→ Directions: List every line of the records that contains the string "warehouse", matching case exactly.

Start of Stored rows

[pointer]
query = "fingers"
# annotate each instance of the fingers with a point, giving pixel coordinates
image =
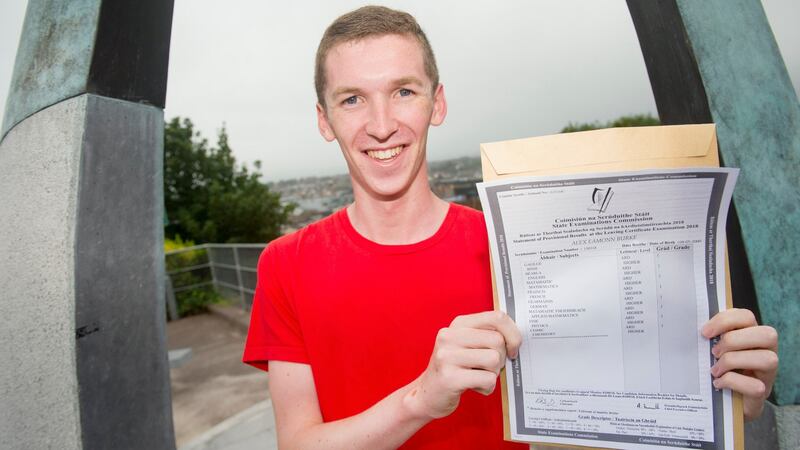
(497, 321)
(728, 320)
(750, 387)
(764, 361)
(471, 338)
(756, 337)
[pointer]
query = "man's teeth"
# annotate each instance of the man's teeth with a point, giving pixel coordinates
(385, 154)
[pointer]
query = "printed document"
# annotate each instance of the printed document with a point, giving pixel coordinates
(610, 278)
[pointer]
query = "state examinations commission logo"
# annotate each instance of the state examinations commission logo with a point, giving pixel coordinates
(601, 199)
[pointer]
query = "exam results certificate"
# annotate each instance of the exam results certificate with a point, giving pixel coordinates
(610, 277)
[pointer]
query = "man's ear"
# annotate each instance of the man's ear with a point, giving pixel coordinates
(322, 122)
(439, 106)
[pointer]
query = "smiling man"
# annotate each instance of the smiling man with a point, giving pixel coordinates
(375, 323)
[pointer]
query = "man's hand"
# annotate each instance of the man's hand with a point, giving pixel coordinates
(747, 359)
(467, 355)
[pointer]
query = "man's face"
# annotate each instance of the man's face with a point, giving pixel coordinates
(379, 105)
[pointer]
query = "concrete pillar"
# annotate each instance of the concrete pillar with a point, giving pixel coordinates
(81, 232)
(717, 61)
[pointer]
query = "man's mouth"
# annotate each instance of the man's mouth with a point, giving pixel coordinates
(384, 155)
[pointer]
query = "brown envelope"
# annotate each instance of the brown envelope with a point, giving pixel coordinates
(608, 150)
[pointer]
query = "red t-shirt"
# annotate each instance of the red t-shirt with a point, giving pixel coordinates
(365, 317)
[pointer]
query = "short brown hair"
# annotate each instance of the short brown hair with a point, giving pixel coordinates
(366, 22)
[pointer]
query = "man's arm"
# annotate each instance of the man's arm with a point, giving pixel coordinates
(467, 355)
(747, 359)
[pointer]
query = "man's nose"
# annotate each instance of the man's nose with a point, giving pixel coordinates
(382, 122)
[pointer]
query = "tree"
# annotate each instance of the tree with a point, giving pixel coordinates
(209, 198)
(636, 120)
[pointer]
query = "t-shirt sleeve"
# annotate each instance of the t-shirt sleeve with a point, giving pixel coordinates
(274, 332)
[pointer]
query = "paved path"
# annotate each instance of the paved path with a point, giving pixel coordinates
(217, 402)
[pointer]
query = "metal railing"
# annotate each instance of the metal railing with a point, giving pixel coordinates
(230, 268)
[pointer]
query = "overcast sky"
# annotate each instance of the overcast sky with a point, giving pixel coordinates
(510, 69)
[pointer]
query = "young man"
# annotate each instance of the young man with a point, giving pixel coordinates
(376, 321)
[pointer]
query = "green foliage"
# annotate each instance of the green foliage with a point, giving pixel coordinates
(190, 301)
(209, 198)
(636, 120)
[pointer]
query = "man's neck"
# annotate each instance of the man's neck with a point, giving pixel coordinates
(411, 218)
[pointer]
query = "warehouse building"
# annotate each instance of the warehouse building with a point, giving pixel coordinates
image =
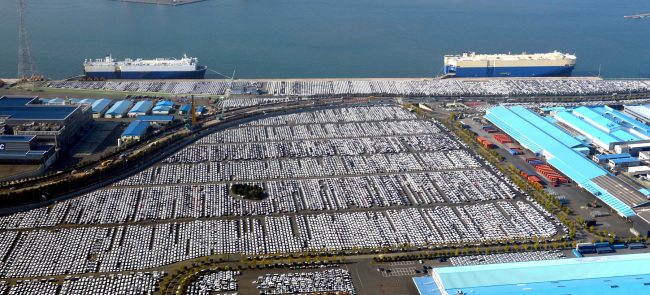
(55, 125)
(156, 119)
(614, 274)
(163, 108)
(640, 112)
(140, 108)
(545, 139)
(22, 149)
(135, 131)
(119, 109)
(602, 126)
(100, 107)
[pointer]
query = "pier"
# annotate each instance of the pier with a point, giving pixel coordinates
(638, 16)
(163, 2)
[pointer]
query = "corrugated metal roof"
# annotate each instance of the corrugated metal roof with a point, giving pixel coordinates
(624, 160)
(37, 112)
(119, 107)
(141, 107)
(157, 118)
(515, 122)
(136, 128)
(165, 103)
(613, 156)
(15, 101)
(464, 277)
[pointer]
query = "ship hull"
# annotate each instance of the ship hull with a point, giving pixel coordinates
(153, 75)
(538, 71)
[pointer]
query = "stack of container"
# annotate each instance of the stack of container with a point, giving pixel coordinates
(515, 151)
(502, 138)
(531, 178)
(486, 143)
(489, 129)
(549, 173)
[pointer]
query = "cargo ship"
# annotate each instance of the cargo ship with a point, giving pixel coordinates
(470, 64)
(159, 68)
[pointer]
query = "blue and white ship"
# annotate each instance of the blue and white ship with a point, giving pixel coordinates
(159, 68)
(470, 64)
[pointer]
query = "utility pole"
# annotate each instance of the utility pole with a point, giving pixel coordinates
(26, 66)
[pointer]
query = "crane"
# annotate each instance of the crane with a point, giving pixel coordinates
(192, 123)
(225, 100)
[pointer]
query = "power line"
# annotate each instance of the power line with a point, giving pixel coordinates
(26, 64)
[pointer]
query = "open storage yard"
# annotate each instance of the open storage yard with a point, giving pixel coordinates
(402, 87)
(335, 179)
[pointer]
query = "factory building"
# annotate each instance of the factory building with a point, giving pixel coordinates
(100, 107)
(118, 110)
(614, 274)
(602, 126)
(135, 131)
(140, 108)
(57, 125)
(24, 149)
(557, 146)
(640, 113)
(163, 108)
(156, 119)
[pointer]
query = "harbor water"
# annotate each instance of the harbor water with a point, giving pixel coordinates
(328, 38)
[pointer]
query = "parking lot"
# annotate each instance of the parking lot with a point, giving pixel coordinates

End of Stored rows
Start of Stored rows

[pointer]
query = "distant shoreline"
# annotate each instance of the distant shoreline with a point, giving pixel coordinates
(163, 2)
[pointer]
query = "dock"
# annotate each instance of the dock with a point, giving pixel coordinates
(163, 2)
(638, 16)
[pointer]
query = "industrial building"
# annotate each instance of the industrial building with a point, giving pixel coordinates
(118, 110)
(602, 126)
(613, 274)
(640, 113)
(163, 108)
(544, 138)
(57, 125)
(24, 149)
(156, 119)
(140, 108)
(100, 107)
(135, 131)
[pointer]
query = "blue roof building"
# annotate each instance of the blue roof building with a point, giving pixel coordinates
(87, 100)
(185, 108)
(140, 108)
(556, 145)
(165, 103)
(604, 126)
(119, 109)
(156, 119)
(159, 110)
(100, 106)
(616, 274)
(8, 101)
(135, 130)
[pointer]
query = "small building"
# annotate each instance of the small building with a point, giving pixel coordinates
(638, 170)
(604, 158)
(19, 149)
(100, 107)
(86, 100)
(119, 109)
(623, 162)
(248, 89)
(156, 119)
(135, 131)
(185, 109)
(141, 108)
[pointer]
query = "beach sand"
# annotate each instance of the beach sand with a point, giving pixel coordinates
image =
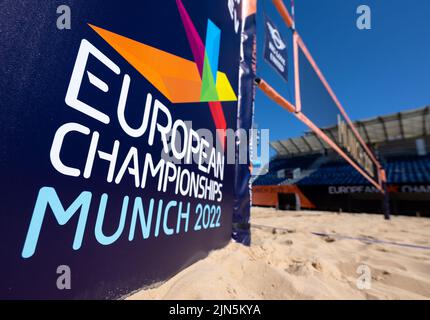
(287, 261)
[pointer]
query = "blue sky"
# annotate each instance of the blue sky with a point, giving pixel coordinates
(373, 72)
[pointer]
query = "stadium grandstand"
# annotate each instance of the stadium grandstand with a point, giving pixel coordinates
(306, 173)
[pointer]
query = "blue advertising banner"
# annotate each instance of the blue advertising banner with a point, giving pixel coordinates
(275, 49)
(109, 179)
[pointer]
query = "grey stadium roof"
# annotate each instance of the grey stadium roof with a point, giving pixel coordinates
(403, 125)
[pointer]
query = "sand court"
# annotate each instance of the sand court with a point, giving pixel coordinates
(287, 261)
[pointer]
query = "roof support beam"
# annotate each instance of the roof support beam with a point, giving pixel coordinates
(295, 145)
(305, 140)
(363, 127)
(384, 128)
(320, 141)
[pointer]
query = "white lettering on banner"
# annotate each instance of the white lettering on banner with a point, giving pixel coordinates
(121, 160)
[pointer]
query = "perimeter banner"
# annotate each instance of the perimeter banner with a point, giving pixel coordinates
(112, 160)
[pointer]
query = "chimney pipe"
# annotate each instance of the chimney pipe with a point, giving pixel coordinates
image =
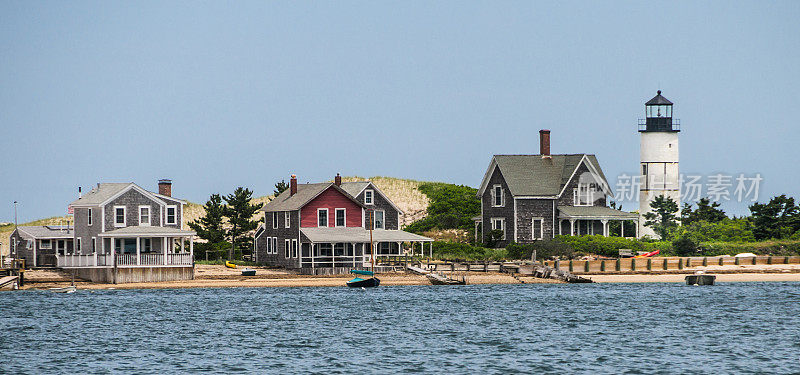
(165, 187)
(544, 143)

End of Stored rows

→ Answer to this exercise:
query = "warehouse building"
# annotate each instance of the warehouse building with a point, giving pixel coordinates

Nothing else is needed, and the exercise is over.